Stated problem |
Pictures should be excluded; otherwise, copy every entry exactly.

---- Entries provided

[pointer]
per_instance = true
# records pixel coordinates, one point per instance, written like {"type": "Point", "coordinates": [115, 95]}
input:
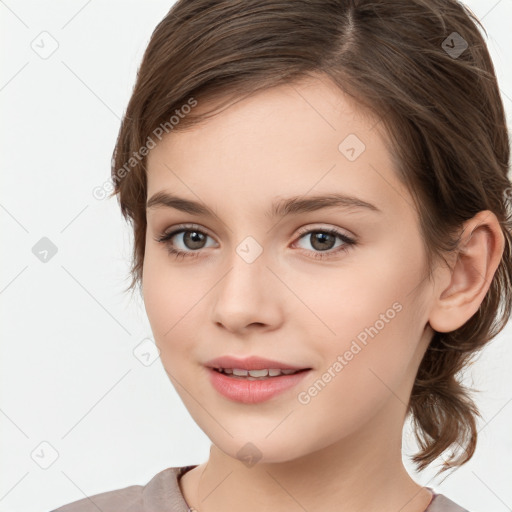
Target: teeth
{"type": "Point", "coordinates": [238, 372]}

--------

Task result |
[pointer]
per_instance = true
# records pixel coordinates, one point per instance, written like {"type": "Point", "coordinates": [115, 95]}
input:
Target: teeth
{"type": "Point", "coordinates": [238, 372]}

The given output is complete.